* [Tasks to carry out]
**A.** Translate into Spanish this sentence from the Wii U thread: "Those portables seemed to sell fine despite being ruined by their home console counterparts."
**B.** Write out the part of the Wii U thread that opens with the words containing "bloody drama queens." and closes with "pokefloote (Sep 28, 2012)".
**C.** In the Wii U thread, since which console does Clarky say Nintendo has held back game announcements until the games are almost complete?

* [Selection]
------------------------------------

# WII U is ruining 3DS?



## GamerzHell9137 (Sep 28, 2012)

I have a feeling that WII U is gonna ruin the 3DS :/

With all the great games announced for the WII U it seems like Nintendo stopped to support the 3DS.
I was looking on Nintendo youtube channel and seeing WII U this WII U that, all WII U things.

After NSMB2,Prof Layton and Ace Attorney games, it feels like they stop to announce games.(There is Animal Crossing too)

What do you think?
Is 3DS gonna be all right ?


----------



## KingVamp (Sep 28, 2012)

Yes,it's gonna be all right. They have a new console coming out. Didn't worry.


----------



## Clarky (Sep 28, 2012)

bloody drama queens. Yes it will be alright, Nintendo has developed a habbit since the Wii to keep there cards close to there chest and not annouce games until they are almost complete. Besides, they are launching a new home console, what do you advertise more? the estabished format or the new one?


----------



## pokefloote (Sep 28, 2012)

Really, because I've been waiting for Animal Crossing 3DS for years since they announced it.


----------



## weavile001 (Sep 28, 2012)

its going to happen the same thing that happened when the 3ds was out and fucked the ds games


----------



## Snailface (Sep 29, 2012)

Wii ruined ds.
Gamecube ruined gba.
N64 ruined gameboy color.
Snes ruined gameboy.

Those portables seemed to sell fine despite being ruined by their home console counterparts.


----------



## frogboy (Sep 29, 2012)

Of course the 3DS will be ruined, because there were obviously no DS-exclusive games/franchises.


----------



## GamerzHell9137 (Sep 29, 2012)

Snailface said:


> Wii ruined ds.
> Gamecube ruined gba.

------------------------------------

* [Data extract]
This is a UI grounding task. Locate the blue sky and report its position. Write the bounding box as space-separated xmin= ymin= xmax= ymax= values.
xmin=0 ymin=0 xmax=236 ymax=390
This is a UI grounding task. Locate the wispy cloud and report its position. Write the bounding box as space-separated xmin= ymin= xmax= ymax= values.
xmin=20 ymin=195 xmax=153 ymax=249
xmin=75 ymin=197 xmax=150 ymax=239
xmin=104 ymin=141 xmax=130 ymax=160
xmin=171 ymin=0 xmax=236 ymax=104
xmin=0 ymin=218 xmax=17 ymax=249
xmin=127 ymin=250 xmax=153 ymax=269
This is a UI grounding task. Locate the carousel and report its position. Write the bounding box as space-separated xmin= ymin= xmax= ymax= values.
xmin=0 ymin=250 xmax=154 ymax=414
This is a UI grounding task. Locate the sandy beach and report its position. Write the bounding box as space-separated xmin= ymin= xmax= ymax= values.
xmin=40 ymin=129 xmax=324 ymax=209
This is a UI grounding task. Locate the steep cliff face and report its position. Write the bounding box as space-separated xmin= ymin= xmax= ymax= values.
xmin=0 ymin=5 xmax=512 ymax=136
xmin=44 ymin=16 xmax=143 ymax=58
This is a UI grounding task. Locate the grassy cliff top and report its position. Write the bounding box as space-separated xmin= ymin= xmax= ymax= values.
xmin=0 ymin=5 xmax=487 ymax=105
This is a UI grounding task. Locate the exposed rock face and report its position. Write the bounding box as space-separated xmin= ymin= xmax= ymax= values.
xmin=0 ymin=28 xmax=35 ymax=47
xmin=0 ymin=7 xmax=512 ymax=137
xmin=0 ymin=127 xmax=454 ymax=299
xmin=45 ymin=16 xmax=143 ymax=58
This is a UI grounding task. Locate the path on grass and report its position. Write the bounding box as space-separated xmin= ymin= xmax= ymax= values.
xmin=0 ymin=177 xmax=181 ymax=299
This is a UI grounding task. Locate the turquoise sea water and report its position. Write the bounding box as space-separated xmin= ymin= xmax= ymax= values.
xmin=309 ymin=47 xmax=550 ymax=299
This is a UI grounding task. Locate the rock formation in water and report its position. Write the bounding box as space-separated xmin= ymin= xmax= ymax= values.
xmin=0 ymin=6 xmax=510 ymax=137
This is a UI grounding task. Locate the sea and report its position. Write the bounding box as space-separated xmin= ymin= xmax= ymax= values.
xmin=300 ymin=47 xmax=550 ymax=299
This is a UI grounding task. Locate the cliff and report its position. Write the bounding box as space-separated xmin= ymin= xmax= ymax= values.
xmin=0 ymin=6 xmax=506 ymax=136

------------------------------------

* [Expected outputs]
**A.** Esas consolas portátiles parecían venderse bien a pesar de haber sido arruinadas por sus equivalentes de sobremesa.

**B.**
bloody drama queens. Yes it will be alright, Nintendo has developed a habbit since the Wii to keep there cards close to there chest and not annouce games until they are almost complete. Besides, they are launching a new home console, what do you advertise more? the estabished format or the new one?


----------



## pokefloote (Sep 28, 2012)

**C.** Since the Wii.